• やるべきこと:
a. ブルーチーズとビアソースの文章から、「ブルーチーズのクセを抑えるの」を含む語句で始まり「Pêche(ティママン ペシェ) 」である。こちらをそれぞれソースにしてかけてみる、という提案だ。」で終わる部分を、一字一句変えずに書き写してください。
b. ブルーチーズとビアソースの文章で、独歩ピーチピルスとTimmermans Pêcheの両方が副原料としている果物は何ですか。

宅ビアさんの今宵飯(13)~ ブルーチーズに合うビアソースはどちらか? ~ 独歩ピーチ ピルス VS Timmermans Pêche
お家でビールを楽しむ「宅ビア」の皆様を応援しようと、ビールと小料理をペアリングする本連載。
今回は、最近気になっていた議題を…。
それは
【ブルーチーズと合うビアスタイルは何か?】
という問いである。
一口ブルーチーズと言っても種類は様々だが、着目すべき特徴としては
1. ねっとり濃厚な口当たり
2. 強めの塩味と青カビ由来のピリリとした辛味
3. 青カビ特有の強い芳香
で皆様と認識は違わないと思う。その強い個性で好き嫌いが分かれるのもそうだが、それにどうビールを合わせるかが難しい所だ。
ブルーチーズのクセを抑えるのに「ハチミツ」を付けるという方法があるのはご存知だと思う。
そこで今回はそれをヒントにこちらの二つのビールで実験してみた。
「 独歩 ピーチピルス 」と 「 Timmermans Pêche(ティママン ペシェ) 」である。こちらをそれぞれソースにしてかけてみる、という提案だ。
どちらも桃を副原料としているが、前者はクリーンで甘い桃の風味が余韻まで広がる。後者は甘味の中にも酸味や奥行きを感じる味わいだ。これらがブルーチーズと合うのか、そしてどちらがよりマリアージュするのか…
ちなみにその「ペシェソース」は簡単。キッチンドリンカーを演じながらも作ることができる。
まずは、グラニュー糖に微量の水を加え、火にかける。
グラニュー糖が溶け、泡が大きくぶつぶつしてきたら、ビールを加えて…
水分をある程度飛ばしたら完成だ。
それでは、ブルーチーズにかけて食べてみよう。バケットにチーズを塗って、ソースとともに一口。
まずは「独歩 ピーチピルス」から。
ソース自体もモモの甘味をストレートに感じ、砂糖にモモの香りが乗っているような感覚だ。
チーズの塩味と辛味はソースの甘味で、かつチーズの香りはモモの香りで「軽減」された(塩味で甘味が強化され相対的に甘く感じた)。ソースの下地のおかげでビールも抵抗なく入る。「チーズを包む感覚」、とでも言うのだろうか?バケットにソースがしみるとシリアルのようで、お菓子に近い食べ心地だ。

• 保存データ:

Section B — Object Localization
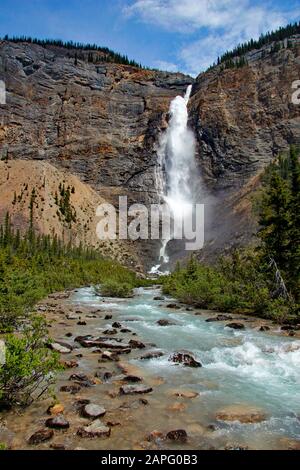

• 解答一覧:
a.
ブルーチーズのクセを抑えるのに「ハチミツ」を付けるという方法があるのはご存知だと思う。
そこで今回はそれをヒントにこちらの二つのビールで実験してみた。
「 独歩 ピーチピルス 」と 「 Timmermans Pêche(ティママン ペシェ) 」である。こちらをそれぞれソースにしてかけてみる、という提案だ。

b. 桃